## Written instruction
Offset each box coordinate in the answers by adding 101, and write out every line again, requests included, from the line with "the bus tire" to the line with "51;53;58;110", both of those lines included. Leave the pictures out.

## Extracted entries
◇ ◇ ◇ ◇ ◇ ◇ ◇

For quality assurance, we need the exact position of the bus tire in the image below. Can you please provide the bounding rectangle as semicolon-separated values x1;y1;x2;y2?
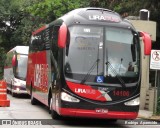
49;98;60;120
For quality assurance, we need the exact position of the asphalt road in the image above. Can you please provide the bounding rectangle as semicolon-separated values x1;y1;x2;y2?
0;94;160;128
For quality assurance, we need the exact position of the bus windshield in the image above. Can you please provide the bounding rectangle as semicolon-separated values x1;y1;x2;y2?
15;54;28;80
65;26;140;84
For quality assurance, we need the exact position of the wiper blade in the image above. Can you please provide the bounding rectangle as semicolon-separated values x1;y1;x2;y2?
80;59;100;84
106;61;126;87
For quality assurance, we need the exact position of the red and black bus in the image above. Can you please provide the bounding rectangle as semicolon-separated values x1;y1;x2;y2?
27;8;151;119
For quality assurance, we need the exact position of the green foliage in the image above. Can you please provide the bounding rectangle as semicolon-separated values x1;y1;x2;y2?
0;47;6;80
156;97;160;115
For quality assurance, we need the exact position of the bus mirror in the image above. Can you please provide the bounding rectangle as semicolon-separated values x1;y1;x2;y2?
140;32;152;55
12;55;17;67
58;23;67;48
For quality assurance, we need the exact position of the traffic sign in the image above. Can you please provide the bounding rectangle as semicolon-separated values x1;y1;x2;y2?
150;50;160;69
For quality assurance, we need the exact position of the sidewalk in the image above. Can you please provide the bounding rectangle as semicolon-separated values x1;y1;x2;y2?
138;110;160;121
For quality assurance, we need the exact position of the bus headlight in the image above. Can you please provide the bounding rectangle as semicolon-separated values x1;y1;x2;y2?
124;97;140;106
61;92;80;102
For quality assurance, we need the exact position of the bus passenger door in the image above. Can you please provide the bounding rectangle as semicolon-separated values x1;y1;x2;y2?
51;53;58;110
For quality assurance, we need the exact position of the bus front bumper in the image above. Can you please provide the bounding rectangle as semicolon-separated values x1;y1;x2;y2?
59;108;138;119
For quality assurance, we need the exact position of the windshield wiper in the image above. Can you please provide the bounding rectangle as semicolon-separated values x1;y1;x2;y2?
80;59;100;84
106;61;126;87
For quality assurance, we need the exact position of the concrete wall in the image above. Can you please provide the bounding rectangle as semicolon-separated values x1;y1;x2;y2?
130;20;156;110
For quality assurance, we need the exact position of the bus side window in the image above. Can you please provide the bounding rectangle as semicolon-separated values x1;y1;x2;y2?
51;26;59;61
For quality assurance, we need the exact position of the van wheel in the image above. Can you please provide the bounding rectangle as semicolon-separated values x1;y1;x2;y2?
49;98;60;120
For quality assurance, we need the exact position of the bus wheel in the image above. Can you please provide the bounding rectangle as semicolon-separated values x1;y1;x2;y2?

◇ ◇ ◇ ◇ ◇ ◇ ◇

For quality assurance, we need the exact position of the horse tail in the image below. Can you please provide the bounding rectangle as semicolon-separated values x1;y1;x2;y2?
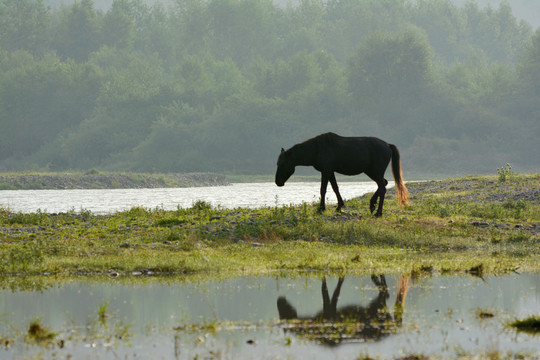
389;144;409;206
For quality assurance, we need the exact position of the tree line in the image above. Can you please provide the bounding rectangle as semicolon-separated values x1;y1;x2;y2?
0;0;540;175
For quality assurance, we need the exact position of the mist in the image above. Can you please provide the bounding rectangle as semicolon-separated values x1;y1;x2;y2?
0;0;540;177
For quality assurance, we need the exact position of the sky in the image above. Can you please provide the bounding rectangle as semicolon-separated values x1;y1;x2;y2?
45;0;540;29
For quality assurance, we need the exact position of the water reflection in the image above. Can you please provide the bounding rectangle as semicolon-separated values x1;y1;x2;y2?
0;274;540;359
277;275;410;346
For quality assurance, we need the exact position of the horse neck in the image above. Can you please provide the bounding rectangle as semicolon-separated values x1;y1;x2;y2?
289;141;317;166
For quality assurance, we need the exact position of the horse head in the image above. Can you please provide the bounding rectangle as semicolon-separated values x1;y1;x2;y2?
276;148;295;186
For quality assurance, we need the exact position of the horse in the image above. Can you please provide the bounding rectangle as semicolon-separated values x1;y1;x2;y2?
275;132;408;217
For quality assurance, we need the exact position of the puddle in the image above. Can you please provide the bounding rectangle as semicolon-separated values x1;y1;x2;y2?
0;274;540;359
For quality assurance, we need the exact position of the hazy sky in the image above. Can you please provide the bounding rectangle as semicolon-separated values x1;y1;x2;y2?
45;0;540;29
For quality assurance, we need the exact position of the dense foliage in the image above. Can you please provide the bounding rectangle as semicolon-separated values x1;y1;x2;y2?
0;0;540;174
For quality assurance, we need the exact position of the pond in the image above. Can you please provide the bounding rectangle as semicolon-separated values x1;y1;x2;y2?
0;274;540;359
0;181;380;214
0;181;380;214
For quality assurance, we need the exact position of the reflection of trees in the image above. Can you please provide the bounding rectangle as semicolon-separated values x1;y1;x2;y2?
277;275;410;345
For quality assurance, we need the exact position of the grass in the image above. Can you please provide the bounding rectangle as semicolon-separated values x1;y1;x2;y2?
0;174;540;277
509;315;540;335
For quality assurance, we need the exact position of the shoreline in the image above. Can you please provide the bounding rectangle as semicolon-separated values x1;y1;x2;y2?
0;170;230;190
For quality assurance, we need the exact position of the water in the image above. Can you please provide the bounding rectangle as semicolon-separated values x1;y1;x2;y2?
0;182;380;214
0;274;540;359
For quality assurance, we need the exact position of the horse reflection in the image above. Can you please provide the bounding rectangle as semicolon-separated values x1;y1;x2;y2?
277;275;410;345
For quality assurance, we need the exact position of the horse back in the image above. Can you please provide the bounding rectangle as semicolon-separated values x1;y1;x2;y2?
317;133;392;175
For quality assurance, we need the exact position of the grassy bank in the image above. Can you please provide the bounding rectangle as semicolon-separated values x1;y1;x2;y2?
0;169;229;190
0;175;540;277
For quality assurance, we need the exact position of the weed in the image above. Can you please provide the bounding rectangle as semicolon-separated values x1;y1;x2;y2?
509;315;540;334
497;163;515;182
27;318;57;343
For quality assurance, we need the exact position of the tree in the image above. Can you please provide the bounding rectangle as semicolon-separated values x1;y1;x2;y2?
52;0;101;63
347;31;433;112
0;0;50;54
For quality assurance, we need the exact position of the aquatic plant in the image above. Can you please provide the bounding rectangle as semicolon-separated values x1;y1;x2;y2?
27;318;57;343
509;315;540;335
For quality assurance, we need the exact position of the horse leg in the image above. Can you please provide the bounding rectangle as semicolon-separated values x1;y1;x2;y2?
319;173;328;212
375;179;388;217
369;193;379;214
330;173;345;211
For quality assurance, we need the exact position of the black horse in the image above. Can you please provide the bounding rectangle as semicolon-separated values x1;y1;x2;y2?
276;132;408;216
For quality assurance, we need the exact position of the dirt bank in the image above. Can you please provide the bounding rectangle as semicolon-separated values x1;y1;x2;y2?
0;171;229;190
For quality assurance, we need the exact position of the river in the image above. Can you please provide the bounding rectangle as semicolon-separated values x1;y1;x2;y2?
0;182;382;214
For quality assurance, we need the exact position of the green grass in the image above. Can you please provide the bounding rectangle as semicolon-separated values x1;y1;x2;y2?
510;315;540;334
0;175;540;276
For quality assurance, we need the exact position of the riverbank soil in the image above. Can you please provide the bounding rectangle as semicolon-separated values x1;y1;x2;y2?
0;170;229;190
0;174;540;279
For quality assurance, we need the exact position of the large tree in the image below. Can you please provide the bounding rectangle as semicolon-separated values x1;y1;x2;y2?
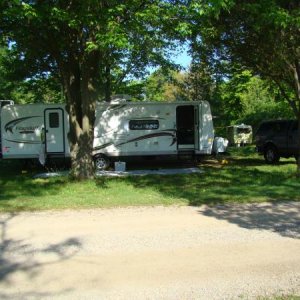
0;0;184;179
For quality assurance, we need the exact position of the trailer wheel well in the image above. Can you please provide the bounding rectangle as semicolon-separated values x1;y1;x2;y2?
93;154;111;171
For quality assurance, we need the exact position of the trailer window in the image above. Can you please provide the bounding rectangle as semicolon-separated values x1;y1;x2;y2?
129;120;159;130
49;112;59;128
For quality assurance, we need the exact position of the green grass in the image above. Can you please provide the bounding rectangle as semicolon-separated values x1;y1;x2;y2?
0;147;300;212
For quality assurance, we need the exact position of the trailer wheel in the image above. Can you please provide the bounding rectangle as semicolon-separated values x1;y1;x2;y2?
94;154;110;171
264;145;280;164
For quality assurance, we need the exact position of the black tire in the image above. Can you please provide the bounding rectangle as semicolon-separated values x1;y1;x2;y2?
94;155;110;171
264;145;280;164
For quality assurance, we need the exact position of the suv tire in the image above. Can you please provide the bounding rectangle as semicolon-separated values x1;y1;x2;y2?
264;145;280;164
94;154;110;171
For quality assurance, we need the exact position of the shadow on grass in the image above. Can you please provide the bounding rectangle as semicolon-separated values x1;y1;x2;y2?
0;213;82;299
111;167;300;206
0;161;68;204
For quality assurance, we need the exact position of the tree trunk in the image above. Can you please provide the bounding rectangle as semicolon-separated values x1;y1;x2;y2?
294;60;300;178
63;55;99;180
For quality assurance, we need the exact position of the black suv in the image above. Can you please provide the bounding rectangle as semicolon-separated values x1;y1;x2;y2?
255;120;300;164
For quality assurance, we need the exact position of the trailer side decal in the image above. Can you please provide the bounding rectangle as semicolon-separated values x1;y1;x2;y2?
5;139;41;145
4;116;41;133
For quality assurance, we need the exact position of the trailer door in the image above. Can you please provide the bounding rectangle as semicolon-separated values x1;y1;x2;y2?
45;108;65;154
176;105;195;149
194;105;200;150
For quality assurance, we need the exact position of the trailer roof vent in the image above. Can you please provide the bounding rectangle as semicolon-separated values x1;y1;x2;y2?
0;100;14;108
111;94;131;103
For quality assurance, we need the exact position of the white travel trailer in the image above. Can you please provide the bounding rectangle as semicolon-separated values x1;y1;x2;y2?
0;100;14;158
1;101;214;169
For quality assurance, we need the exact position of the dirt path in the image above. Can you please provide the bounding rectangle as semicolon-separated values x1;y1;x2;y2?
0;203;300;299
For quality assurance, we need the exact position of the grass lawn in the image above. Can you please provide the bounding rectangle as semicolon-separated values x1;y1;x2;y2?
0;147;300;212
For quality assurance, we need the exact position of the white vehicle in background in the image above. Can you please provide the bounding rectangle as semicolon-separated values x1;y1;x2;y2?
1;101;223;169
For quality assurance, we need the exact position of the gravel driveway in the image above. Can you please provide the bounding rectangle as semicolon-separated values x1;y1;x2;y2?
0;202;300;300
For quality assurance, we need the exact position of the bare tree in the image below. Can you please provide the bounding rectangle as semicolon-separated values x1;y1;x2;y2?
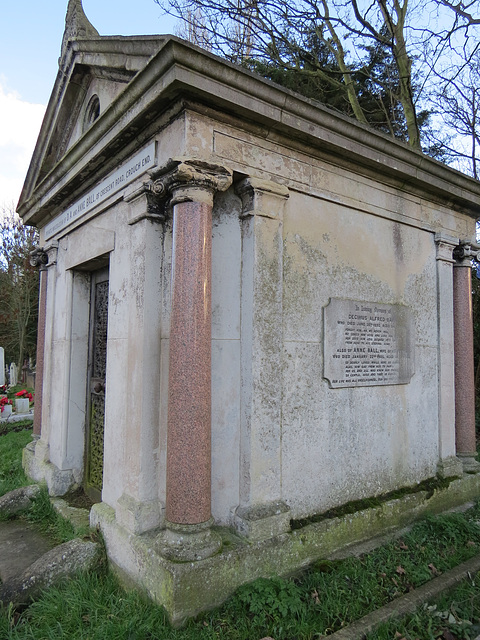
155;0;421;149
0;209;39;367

◇ ◇ ◇ ◇ ◇ ◇ ◇

## Answer below
For quality assurance, we need the exact position of the bus tire in the image below. Can you please provide the bounding rectangle as semicolon-separated values x1;y1;x2;y2?
150;199;161;221
For quality assurance, we need the exact position of the asphalt road in the image above. Can you please provide the bounding rectangle as semicolon-separated values x1;y1;x2;y2?
101;195;261;229
For quality assurance, we need the exact position of the bus windshield in the image above. Can you please provide the bounding rectangle as semicolon-separated values x1;y1;x2;y2?
116;155;129;181
166;127;241;185
For quality assurance, we need the exact position of the wiper blade in the image above. Can you please provide the bounding rectangle as semicolon-separated values x1;y1;x2;y2?
181;160;201;185
207;162;227;188
For quality assurance, we need the exact position of the red and black bus in the image above. Can you please provide the bounding rectangle as semicolon-separated values x1;y1;x2;y2?
128;109;252;220
For quality assurance, we need the exact position of the green foliage in the image above. Can you please provide the bounding rectangle as semicolon-separated values x1;y1;x2;y2?
101;148;107;181
257;198;261;216
For quality assurance, we need the exact position of the bus mirror in the image above. Can you please provide the bounding rectangle as semicolon-separated values x1;y1;x2;y2?
241;133;253;156
113;156;118;168
159;124;168;149
For quality assurance, we need the exact position of the traffic sign in the image above. Can you please provide the bounding rectangle as semicolon-separated values x1;y1;x2;y2?
251;151;261;170
For quality assurance, we need the exact position of the sidewalk in the image above. Can you please provide the bounding rectangle as semicolon-separated values x1;y1;x2;y2?
239;211;261;222
For quality assurance, we need the exact position of the bus headlight in the image above. Can you please provide the bounding rectangle as semicolon-separated values x1;y1;x2;y2?
225;198;241;207
162;193;181;203
For quality assurance, we need the exact position of the bus passenger door in the image above. Can you please provide the bounding rectangle as semicolon-separated values x1;y1;x2;y2?
152;154;159;211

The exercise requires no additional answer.